▼
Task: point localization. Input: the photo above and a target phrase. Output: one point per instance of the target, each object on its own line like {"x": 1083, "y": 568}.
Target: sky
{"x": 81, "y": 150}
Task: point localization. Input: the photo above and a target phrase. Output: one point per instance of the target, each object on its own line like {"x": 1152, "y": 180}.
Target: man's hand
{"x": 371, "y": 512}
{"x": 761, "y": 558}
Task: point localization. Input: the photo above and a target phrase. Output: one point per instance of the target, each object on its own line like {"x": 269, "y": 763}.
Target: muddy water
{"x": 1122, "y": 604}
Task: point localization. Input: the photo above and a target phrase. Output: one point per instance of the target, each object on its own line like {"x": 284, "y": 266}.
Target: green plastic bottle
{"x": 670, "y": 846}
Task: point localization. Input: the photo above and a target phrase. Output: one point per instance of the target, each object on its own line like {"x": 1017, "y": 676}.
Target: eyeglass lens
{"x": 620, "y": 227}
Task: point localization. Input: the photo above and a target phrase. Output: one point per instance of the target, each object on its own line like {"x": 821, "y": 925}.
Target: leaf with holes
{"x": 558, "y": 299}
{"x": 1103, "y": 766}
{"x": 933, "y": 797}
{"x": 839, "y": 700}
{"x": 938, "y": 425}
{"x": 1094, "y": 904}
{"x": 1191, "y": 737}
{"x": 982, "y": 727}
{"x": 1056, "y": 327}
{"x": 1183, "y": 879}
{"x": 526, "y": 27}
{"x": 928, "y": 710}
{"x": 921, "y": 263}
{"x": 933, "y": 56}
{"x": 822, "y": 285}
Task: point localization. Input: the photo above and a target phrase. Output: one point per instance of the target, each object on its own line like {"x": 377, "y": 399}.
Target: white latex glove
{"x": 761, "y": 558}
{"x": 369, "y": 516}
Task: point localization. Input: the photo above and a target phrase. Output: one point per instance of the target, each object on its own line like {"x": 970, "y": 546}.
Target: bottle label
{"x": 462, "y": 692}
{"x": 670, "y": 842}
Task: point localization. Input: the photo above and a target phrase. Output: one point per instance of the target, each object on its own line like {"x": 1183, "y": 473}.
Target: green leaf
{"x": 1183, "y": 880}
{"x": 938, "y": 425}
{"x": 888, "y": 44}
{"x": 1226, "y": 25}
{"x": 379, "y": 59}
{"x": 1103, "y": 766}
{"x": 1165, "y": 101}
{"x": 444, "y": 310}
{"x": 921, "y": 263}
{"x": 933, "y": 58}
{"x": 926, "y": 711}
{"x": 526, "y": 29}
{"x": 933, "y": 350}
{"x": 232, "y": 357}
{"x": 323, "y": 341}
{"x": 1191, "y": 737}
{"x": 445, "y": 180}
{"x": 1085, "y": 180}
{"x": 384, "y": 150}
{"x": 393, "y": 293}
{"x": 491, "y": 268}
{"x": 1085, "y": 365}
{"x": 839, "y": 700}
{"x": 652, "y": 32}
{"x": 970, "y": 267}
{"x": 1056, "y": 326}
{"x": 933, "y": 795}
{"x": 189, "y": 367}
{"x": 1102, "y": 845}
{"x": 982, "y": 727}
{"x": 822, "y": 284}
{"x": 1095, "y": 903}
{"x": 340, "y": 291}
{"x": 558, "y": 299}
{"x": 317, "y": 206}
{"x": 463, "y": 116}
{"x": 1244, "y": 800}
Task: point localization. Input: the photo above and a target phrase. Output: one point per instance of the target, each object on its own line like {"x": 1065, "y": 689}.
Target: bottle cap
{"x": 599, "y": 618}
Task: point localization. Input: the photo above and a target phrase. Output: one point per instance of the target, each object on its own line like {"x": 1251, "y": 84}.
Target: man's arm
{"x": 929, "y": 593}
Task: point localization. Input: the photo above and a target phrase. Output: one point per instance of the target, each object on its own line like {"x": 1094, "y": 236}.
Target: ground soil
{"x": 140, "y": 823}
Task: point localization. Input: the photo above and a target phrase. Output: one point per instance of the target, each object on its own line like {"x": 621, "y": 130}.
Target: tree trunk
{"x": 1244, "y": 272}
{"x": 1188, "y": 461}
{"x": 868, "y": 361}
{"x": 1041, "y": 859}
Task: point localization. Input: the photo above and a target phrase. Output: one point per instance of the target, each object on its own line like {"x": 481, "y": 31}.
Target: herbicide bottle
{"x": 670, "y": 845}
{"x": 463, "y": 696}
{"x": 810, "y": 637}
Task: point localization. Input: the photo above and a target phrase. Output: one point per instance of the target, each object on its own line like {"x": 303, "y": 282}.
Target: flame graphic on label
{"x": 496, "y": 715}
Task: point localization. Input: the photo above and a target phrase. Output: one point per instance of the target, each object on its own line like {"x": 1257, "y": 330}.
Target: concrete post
▲
BRIEF ▸ Write an exact transcription of every entry above.

EXERCISE ANSWER ▸
Task: point localization. Input: the photo above and a target phrase. Output: one point per instance of the target, each object on its own line like {"x": 1083, "y": 568}.
Target: sky
{"x": 81, "y": 150}
Task: point localization. Input: the photo above and a target phrase. Output: one point per instance of the target, each object on its own line like {"x": 1152, "y": 180}.
Target: man's hand
{"x": 371, "y": 512}
{"x": 761, "y": 558}
Task: point localization. Input: the photo above and a target phrase. Output: one point per instance of the target, each object on its own line like {"x": 269, "y": 763}.
Target: muddy water
{"x": 1122, "y": 604}
Task: point localization. Input: the photo above and a target phrase. Output: one point per instance of the target, each object on its own line like {"x": 284, "y": 266}.
Target: green plastic bottle
{"x": 670, "y": 846}
Task: point localization. Input: the photo above and a target phrase. Output: one point per instance of the target, each object on its own line like {"x": 1017, "y": 676}.
Target: eyeglass lens
{"x": 620, "y": 227}
Task: point localization. Input: the photo above and a target phrase. Output: one point per instance of the target, each object on its own line like {"x": 821, "y": 925}.
Target: leaf with holes
{"x": 558, "y": 299}
{"x": 1103, "y": 766}
{"x": 933, "y": 797}
{"x": 839, "y": 700}
{"x": 938, "y": 425}
{"x": 1094, "y": 904}
{"x": 1191, "y": 737}
{"x": 982, "y": 727}
{"x": 1056, "y": 327}
{"x": 1183, "y": 879}
{"x": 526, "y": 27}
{"x": 928, "y": 710}
{"x": 921, "y": 263}
{"x": 933, "y": 56}
{"x": 822, "y": 285}
Task: point localization. Input: the photo above and a target phrase. Output: one point per instance of the target, each object on its own line like {"x": 377, "y": 399}.
Target: white latex glove
{"x": 761, "y": 558}
{"x": 369, "y": 516}
Task: point localization. Input: the photo above and a target phrase. Output: one point per instance of the target, each object on its own line like {"x": 970, "y": 546}.
Target: bottle label
{"x": 462, "y": 692}
{"x": 670, "y": 842}
Task: point localization. Input: the photo above and a target phrase. Output: one point per instance of the target, each object on its own line like {"x": 1183, "y": 473}.
Target: green leaf
{"x": 1183, "y": 880}
{"x": 938, "y": 425}
{"x": 888, "y": 44}
{"x": 1226, "y": 25}
{"x": 379, "y": 59}
{"x": 1103, "y": 766}
{"x": 1165, "y": 101}
{"x": 444, "y": 310}
{"x": 921, "y": 263}
{"x": 933, "y": 58}
{"x": 926, "y": 711}
{"x": 526, "y": 29}
{"x": 933, "y": 350}
{"x": 232, "y": 357}
{"x": 323, "y": 341}
{"x": 1191, "y": 737}
{"x": 445, "y": 180}
{"x": 1085, "y": 180}
{"x": 384, "y": 150}
{"x": 393, "y": 293}
{"x": 491, "y": 268}
{"x": 1085, "y": 365}
{"x": 839, "y": 700}
{"x": 652, "y": 32}
{"x": 970, "y": 267}
{"x": 1056, "y": 326}
{"x": 933, "y": 795}
{"x": 189, "y": 367}
{"x": 1102, "y": 845}
{"x": 982, "y": 727}
{"x": 822, "y": 284}
{"x": 1095, "y": 903}
{"x": 340, "y": 291}
{"x": 558, "y": 299}
{"x": 317, "y": 206}
{"x": 463, "y": 116}
{"x": 1244, "y": 800}
Task: point localization. Input: the photo above and a target phrase. Output: one point per instance of the target, each object on its own line like {"x": 1065, "y": 689}.
Target: bottle cap
{"x": 599, "y": 618}
Task: point localization. Input: the photo above and a target phrase. Output: one point per instance of the target, each object on its own line like {"x": 1251, "y": 84}.
Target: man's arm
{"x": 929, "y": 593}
Task: point localization. Input: the photo above and a target phrase. Output: one point per instance of the target, each object on its own line like {"x": 1094, "y": 236}.
Target: ground soil
{"x": 140, "y": 823}
Task: point localization. Input: the photo above and a target phrase. Output: one point per instance of the target, each object on its own line like {"x": 621, "y": 130}.
Target: tree trunk
{"x": 1244, "y": 272}
{"x": 1188, "y": 461}
{"x": 868, "y": 361}
{"x": 1041, "y": 859}
Task: point localization. Input: the photo above and a target phrase. Output: one point per instance of the target, each object on its own line like {"x": 481, "y": 31}.
Target: herbicide bottle
{"x": 670, "y": 845}
{"x": 463, "y": 696}
{"x": 810, "y": 637}
Task: point localization. Input: the photo above and a target phrase. Output: one point per instance of the target, each object on its own line like {"x": 303, "y": 282}.
Target: flame graphic on label
{"x": 496, "y": 715}
Task: point localization. Input: the photo above and a target phrase. Output: one point per instance of the target, each object on its own line like {"x": 1257, "y": 330}.
Target: concrete post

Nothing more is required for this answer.